WORK REQUEST: Could you copy out all of the entries exactly?

[Natural language region descriptions]
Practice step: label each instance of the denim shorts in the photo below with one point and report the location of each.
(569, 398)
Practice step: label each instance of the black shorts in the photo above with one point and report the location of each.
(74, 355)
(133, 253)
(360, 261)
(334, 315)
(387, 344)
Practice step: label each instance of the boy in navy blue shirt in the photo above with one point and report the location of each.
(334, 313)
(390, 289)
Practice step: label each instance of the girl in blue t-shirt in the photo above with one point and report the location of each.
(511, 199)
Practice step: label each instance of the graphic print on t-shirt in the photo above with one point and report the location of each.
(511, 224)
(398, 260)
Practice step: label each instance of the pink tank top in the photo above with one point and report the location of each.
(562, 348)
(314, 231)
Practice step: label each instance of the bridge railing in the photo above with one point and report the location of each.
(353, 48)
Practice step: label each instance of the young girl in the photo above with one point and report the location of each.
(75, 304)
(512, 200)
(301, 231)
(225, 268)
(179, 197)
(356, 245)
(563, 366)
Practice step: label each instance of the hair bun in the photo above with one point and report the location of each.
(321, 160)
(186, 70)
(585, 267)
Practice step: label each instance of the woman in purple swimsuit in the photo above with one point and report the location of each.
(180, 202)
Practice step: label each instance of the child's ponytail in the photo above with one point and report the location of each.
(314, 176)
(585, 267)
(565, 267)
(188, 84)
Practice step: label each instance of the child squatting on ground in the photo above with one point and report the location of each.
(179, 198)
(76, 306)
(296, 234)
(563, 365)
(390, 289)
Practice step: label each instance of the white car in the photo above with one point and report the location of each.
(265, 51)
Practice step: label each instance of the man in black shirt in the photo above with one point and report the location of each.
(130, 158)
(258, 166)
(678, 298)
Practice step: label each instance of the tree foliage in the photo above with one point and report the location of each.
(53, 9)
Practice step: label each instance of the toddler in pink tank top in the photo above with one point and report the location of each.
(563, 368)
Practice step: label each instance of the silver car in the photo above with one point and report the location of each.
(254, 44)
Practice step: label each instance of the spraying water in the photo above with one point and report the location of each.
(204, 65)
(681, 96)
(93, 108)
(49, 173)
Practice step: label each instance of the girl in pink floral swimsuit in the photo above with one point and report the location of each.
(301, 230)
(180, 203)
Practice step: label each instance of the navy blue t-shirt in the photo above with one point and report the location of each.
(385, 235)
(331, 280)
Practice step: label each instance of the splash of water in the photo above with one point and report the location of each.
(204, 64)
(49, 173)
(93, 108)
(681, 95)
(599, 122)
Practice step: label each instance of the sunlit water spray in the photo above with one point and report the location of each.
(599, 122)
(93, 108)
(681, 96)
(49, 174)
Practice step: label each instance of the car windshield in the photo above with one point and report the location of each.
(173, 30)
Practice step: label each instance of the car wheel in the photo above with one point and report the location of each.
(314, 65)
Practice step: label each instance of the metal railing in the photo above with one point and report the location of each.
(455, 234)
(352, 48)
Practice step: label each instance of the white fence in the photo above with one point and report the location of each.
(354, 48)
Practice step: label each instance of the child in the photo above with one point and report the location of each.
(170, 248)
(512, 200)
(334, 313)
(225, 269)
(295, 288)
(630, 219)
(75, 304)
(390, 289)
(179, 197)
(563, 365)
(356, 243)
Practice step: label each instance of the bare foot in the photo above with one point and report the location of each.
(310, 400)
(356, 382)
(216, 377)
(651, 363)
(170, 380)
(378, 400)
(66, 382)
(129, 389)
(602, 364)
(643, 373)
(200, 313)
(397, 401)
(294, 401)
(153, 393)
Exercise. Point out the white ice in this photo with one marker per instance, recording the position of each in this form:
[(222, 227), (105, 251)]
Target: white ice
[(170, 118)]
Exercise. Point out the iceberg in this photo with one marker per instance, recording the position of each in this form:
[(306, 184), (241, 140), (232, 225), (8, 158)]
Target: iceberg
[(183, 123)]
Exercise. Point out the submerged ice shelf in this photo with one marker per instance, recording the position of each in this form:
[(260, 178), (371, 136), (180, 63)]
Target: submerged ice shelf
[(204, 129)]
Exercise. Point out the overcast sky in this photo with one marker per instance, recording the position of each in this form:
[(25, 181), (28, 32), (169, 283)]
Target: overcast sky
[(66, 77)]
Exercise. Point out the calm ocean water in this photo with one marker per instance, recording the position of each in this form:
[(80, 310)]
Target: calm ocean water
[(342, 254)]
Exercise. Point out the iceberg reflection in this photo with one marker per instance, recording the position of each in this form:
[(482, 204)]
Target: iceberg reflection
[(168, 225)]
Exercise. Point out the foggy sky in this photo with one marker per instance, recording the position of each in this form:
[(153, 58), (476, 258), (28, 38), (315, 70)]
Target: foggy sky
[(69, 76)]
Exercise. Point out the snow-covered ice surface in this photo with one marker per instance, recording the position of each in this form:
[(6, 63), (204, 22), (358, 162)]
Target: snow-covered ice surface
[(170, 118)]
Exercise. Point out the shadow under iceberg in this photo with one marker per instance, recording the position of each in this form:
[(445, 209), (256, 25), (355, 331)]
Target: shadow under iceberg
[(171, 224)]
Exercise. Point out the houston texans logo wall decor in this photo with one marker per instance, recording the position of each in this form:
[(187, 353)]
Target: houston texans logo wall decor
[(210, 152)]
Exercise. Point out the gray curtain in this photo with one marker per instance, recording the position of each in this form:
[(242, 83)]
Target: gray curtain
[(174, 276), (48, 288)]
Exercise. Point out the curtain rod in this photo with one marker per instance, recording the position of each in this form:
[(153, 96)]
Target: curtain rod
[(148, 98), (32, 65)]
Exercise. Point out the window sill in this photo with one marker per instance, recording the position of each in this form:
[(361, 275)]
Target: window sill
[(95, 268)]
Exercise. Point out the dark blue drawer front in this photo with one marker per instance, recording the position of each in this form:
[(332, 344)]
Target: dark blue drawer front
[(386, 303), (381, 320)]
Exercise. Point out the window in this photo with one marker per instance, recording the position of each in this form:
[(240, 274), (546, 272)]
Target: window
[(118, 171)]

RESULT OF THE TASK:
Practice step: label each instance of the denim shorts in the photo below with one point and report the location of each.
(569, 398)
Practice step: label each instance of the black shorts in the photo above with one point and report the location of each.
(74, 355)
(133, 253)
(360, 261)
(334, 315)
(387, 344)
Practice step: label each instance of the boy in navy blue shirt in the photo above with one point and report the location of each.
(334, 313)
(390, 289)
Practice step: label each instance of the girl in blue t-shirt in the photo above with one point and report the location of each.
(511, 199)
Practice step: label each instance of the graphic print on t-shirt in the photo above with one point and report the location of each.
(511, 224)
(398, 260)
Practice step: label each instance of the pink tank top in the photo above with one point and report the location of each.
(562, 348)
(314, 231)
Practice step: label each instance of the bridge railing in the photo above with one point and report the location of each.
(353, 48)
Practice step: label each instance of the young girl in the photo above with one point and report the location of each.
(75, 304)
(512, 200)
(301, 231)
(225, 268)
(179, 197)
(356, 245)
(563, 366)
Practice step: label each instance of the hair bun in the photo above with one point and report the location of each.
(321, 160)
(186, 70)
(585, 267)
Practice step: label each instance of the woman in purple swimsuit in the photo above with one point and report the location of each.
(180, 202)
Practice step: label each instance of the child's ponytail in the photo above with one point and report the location of each.
(314, 176)
(585, 267)
(565, 267)
(188, 84)
Practice step: label each instance of the child squatting on ground in the photo above with one point and report the location of each.
(179, 198)
(76, 306)
(296, 234)
(563, 365)
(390, 289)
Practice step: label each instance of the white car in the photo above with one point and report the location of each.
(265, 51)
Practice step: label each instance of the man in black shirt in the photo above with one point and report the location of each.
(130, 158)
(258, 166)
(678, 298)
Practice step: label each instance of the tree foliage in the photo above with one point and report the location of each.
(53, 9)
Practice step: label each instance of the toddler in pink tank top in the photo above with one point and report the location of each.
(563, 368)
Practice step: label each instance of the silver car in the photo above with one point and report the location of each.
(254, 44)
Practice step: label each instance of the spraying water in the photo above with one point and report the location of each.
(204, 65)
(681, 96)
(93, 108)
(49, 173)
Practice step: label each instance of the girl in pink floral swimsuit in the photo above with one point and report the location of each.
(301, 230)
(180, 203)
Practice step: label each instance of the navy blue t-shirt in the photo above with one point and report the location of each.
(385, 235)
(331, 280)
Practice step: label each instance of the splash of water in the photo above with one point and report the location of each.
(204, 64)
(49, 173)
(93, 108)
(681, 95)
(599, 122)
Practice step: label each instance of the sunlit water spray in the photo above with one point and report the location of each.
(599, 122)
(93, 108)
(681, 96)
(49, 174)
Practice step: label each instance of the car windshield in the photo above with one point and report the location of each.
(173, 30)
Practice step: label each instance of the car wheel in the photo above with one point and report the location of each.
(314, 65)
Practice step: label each instance of the metal railing in the photo above with one point and report the location of each.
(455, 234)
(352, 48)
Practice step: label each instance of the white fence in the photo above with one point and report the location of each.
(354, 48)
Practice step: label each instance of the child in the photo above with one point and report the location of each.
(170, 248)
(512, 200)
(334, 313)
(225, 269)
(295, 288)
(630, 219)
(75, 304)
(390, 289)
(179, 197)
(563, 365)
(356, 243)
Practice step: label each instance of the bare foot in the photo above with one point and report the location of each.
(310, 400)
(356, 382)
(216, 377)
(651, 363)
(170, 380)
(378, 400)
(66, 382)
(129, 389)
(602, 364)
(643, 373)
(200, 313)
(397, 401)
(294, 401)
(153, 393)
Exercise. Point out the white ice in this photo with one marker per instance, recording the position of each in this form:
[(222, 227), (105, 251)]
Target: white ice
[(170, 118)]
Exercise. Point out the iceberg in this photo with one marker per instance, recording the position of each in this form:
[(306, 184), (241, 140), (232, 225), (8, 158)]
Target: iceberg
[(183, 123)]
Exercise. Point out the submerged ice shelf in this photo with one marker per instance, recording the position of each in this form:
[(260, 178), (371, 136), (180, 63)]
Target: submerged ice shelf
[(204, 129)]
Exercise. Point out the overcast sky in this photo with one marker per instance, recording the position of each in this form:
[(25, 181), (28, 32), (169, 283)]
Target: overcast sky
[(66, 77)]
Exercise. Point out the calm ocean water in this photo with one marker per instance, recording the position of each in this form:
[(80, 310)]
Target: calm ocean water
[(342, 254)]
Exercise. Point out the iceberg reflection in this photo with one marker per instance, recording the position of each in this form:
[(482, 204)]
Target: iceberg reflection
[(168, 225)]
Exercise. Point out the foggy sky in this photo with one marker per instance, recording the position of each in this form:
[(153, 58), (476, 258), (28, 38), (315, 70)]
Target: foggy sky
[(69, 76)]
Exercise. Point out the snow-covered ice surface in this photo with one marker per instance, recording the position of each in this form:
[(6, 63), (204, 22), (358, 162)]
Target: snow-covered ice surface
[(170, 118)]
Exercise. Point out the shadow under iceberg in this photo with one marker per instance, recording the position of each in this form:
[(445, 209), (256, 25), (355, 331)]
Target: shadow under iceberg
[(171, 224)]
Exercise. Point out the houston texans logo wall decor in this photo with one marker per instance, recording the position of each in this form:
[(187, 353)]
Target: houston texans logo wall decor
[(210, 152)]
Exercise. Point out the gray curtain in this photo with one marker per instance, recording the position of each in this form:
[(242, 83)]
Target: gray curtain
[(174, 276), (48, 288)]
Exercise. Point out the curtain rod in this photo with one marker per instance, recording the position of each in this form:
[(153, 96)]
Target: curtain rod
[(148, 98), (32, 65)]
Exercise. Point out the window sill in this photo with one marker per instance, recording the position of each in this form:
[(361, 275)]
Target: window sill
[(95, 268)]
Exercise. Point out the dark blue drawer front in this photo with one marker per instance, recording the position of each in this form:
[(332, 344)]
Target: dark blue drawer front
[(386, 303), (381, 320)]
Exercise. Point out the window in this photo with one marker per instance, recording the position of each in this form:
[(240, 274), (546, 272)]
Target: window
[(118, 171)]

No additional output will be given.